*** EXTRACTED DATA ***

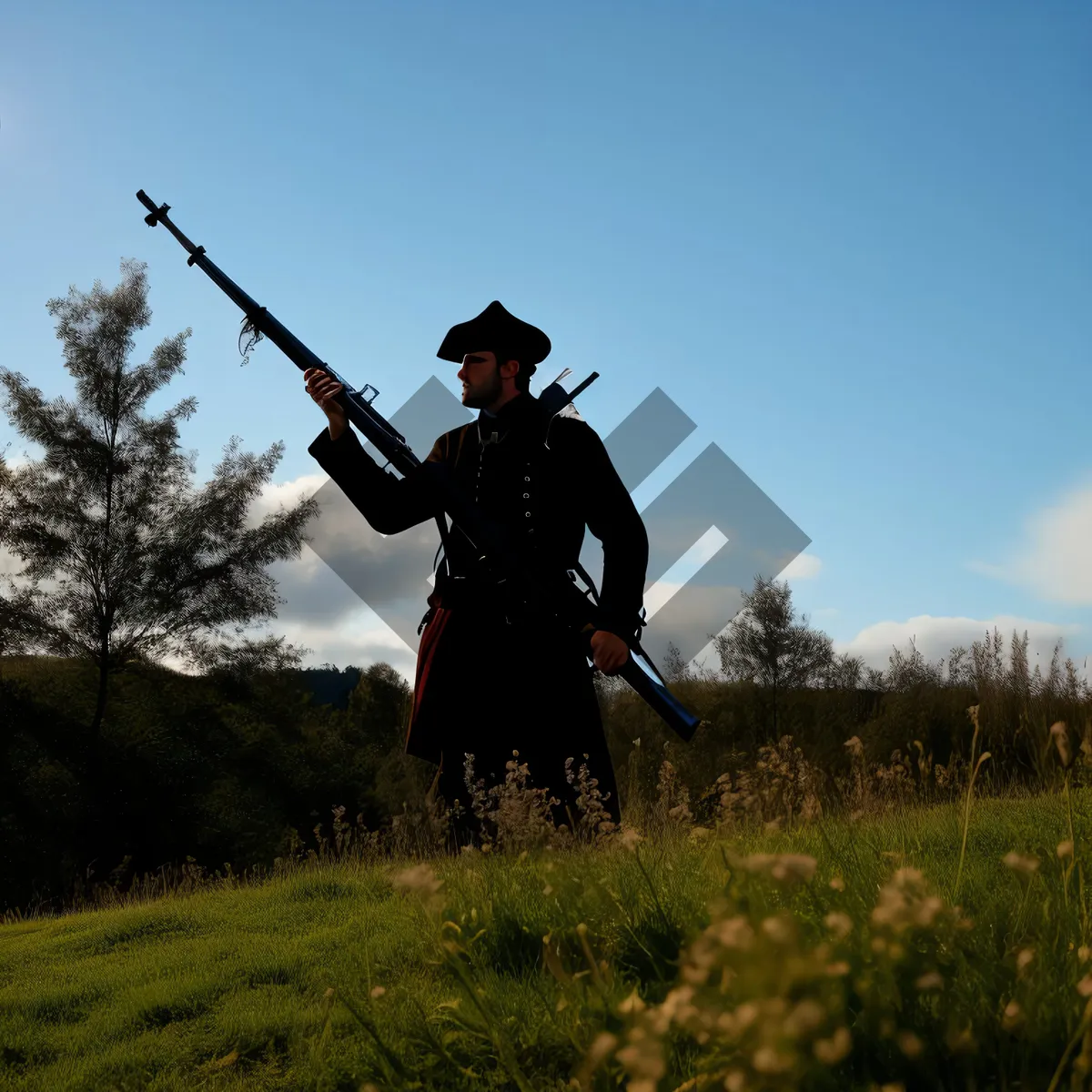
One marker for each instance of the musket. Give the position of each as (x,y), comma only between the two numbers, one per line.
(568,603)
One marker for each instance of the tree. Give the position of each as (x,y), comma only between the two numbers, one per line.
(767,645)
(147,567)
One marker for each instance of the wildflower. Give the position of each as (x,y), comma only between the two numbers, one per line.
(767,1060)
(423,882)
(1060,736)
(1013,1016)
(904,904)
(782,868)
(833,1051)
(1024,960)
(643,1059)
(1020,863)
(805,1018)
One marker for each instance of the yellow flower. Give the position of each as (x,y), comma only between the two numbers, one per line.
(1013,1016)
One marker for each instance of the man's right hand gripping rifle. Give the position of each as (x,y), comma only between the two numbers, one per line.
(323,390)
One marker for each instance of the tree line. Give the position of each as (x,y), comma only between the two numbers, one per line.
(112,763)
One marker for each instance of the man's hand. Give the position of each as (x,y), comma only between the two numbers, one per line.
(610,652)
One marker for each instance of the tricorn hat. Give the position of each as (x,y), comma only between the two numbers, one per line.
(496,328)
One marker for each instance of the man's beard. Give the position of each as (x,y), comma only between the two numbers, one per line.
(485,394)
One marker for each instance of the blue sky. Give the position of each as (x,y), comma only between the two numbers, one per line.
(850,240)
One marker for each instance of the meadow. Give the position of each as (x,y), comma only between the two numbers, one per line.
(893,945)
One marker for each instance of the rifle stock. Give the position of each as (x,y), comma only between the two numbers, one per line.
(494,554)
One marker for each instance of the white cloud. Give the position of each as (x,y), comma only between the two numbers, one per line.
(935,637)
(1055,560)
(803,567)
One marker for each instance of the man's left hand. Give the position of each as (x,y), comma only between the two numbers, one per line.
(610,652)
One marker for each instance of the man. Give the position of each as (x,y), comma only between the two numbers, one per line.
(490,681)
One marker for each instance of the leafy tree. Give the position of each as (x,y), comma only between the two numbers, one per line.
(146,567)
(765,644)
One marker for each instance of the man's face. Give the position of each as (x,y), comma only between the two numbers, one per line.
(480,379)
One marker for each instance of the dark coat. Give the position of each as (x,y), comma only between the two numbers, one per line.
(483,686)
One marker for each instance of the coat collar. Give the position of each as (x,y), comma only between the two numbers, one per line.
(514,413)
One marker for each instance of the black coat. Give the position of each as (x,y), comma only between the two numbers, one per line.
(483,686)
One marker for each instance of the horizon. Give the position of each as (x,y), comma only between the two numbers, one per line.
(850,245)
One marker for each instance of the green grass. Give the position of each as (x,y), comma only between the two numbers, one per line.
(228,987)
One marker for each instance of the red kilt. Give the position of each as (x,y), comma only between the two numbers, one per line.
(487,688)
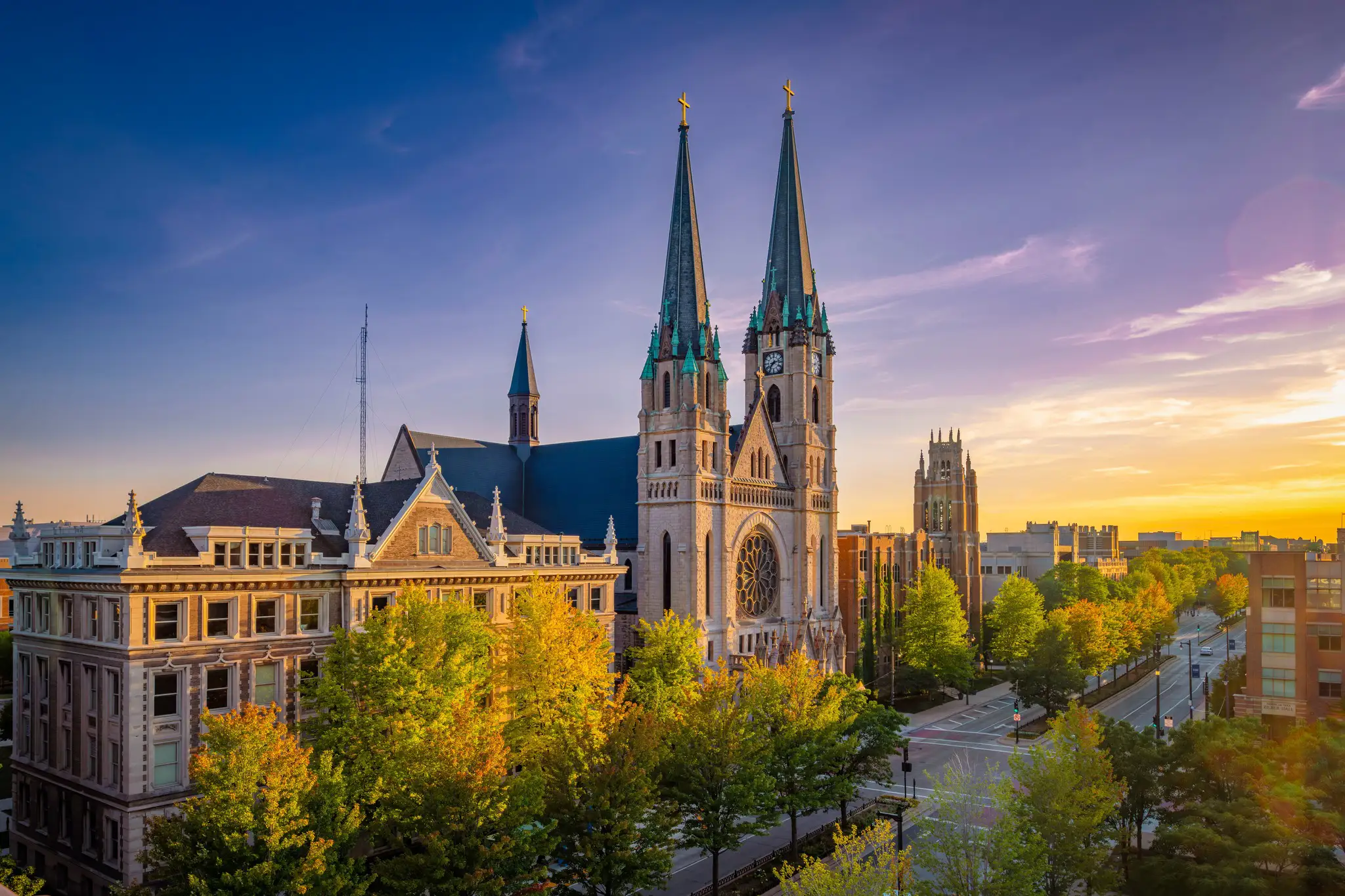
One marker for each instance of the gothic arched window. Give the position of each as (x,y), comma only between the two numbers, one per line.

***

§ **TASK GOAL**:
All of the material above is to be copied exactly, except for its images.

§ **RESULT FOR THIS EXERCISE**:
One marker for each instance of the musket. Give the position of each as (x,y), comma only between the two numbers, one per line.
(568,603)
One marker for each instance of the tree. Give the position of each as (x,y), comma only between the two numbers, one per line.
(767,645)
(147,567)
One marker for each instance of the wildflower. Give the position of each as (x,y), comma only between the two numbers, one per line.
(767,1060)
(423,882)
(1060,736)
(1013,1016)
(904,904)
(782,868)
(833,1051)
(1024,960)
(643,1059)
(1020,863)
(805,1018)
One marker for each instance of the yellow flower. Give the position of each as (x,y), comma only between the two numbers, one per line.
(1013,1016)
One marker for each instance of the man's right hand gripping rifle. Give the position of each as (x,y), comma only between the two numbers, one per line.
(323,390)
One marker for each instance of the tree line. Give the position of each as (x,y), comma only between the two numbers, one per line.
(112,763)
One marker for each instance of the man's hand. Give the position of each as (x,y), comma only between the two numbers, one per line.
(610,652)
One marker for each instance of the tricorn hat. Give the position of each as (x,y), comma only between the two numbers, one per line.
(496,328)
One marker for each instance of the man's beard. Give the position of each as (x,y), comma only between the two numbers, one per line.
(485,394)
One marker for each instance of the blue sky. Give the position of each as (x,y), comma only between the two numbers, one per line.
(850,240)
One marker for each instance of the meadow. Give the position of each as (x,y), comma only between the two numbers, one per line.
(893,945)
One marker for each instance of the rifle stock. Give the position of each as (x,y), comma only between the two numbers, one per line.
(494,554)
One marker for each instance of the white cloud. Give the position of each as (x,y), comma only between the two numbers, one per line.
(935,637)
(1055,560)
(803,567)
One marker for each instance of the man's left hand. Give the position of each as (x,y), comma only between the two numbers, one per line.
(610,652)
One marker for each instance of the man. Give the position of each as (x,y), comma only between the two numbers, one per line.
(490,681)
One marker for each instance of the leafy tree. Give the position of each as (x,y), comma only between the two numbers, one per line.
(146,567)
(765,644)
One marker for each instance of the man's face. Give the position of each as (x,y), comma only between the two numbers, one per line.
(480,379)
One marker for each instance of the dark coat. Give the position of each as (x,y), comma only between the two numbers, one per line.
(483,686)
One marker for each instance of the coat collar. Give the position of each as (x,y), comma only between the two numbers, one per line.
(514,413)
One marker for each instance of the black coat. Give the position of each as (x,y), comma only between the two numbers, one per line.
(483,686)
One marker for each instance of the horizon. Give the position of each as (x,y), comma only between the two numbers, one per line.
(850,245)
One marker for each instance of the green grass. Give the position of each as (x,y), comma only between the two numbers, one per line.
(228,987)
One marker for each instance of the red kilt. Give the position of each as (x,y), comma only between the two numbers, one per line.
(487,688)
One marker for each instance of the gothic arched window. Give the position of each as (x,y), comma only between the two numbers, one per line.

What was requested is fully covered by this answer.